===== Study material =====
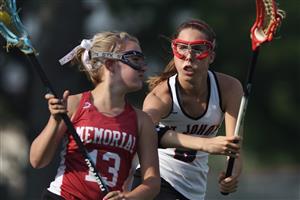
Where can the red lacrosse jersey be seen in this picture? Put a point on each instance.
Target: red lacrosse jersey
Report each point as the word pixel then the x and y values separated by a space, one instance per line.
pixel 111 143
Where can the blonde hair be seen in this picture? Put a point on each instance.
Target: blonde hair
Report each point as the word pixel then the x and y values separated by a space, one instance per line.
pixel 170 68
pixel 102 42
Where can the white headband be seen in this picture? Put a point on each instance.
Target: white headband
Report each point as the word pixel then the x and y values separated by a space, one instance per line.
pixel 87 45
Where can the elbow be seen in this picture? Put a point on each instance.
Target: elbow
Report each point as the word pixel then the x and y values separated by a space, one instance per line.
pixel 156 188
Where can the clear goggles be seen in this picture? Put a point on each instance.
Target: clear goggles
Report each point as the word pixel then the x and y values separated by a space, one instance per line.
pixel 199 48
pixel 134 59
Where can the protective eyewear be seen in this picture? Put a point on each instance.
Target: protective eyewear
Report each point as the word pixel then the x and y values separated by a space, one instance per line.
pixel 134 59
pixel 200 48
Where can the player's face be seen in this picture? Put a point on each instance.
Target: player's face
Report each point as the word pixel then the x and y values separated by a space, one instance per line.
pixel 192 52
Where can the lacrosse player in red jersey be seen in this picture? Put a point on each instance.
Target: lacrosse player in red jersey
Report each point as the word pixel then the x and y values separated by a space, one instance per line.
pixel 113 131
pixel 188 102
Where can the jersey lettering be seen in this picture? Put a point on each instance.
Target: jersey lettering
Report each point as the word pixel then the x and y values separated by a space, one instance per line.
pixel 113 170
=====
## The task
If the word "Where" is on a line above, return that line.

## Finished exercise
Where can the red lacrosse jersey be seen in this picture? Put a point on each instance.
Where can the blonde hair be seen in this picture? Put a point on each instance.
Where can the white headband be seen in this picture? Put a point on each instance.
Where can the elbow be seen in this picture? Put a point on each instance.
Where can the clear goggles be seen in this picture? Put a point on each instance.
Where can the protective eyewear be seen in this picture? Put a point on each instance.
Where can the player's face be seen in this picture? Put a point on each instance.
Where can the lacrosse player in red jersey be seen in this picture? Put a point on each instance.
Where can the jersey lettering be seen in this picture? Put a point on each instance.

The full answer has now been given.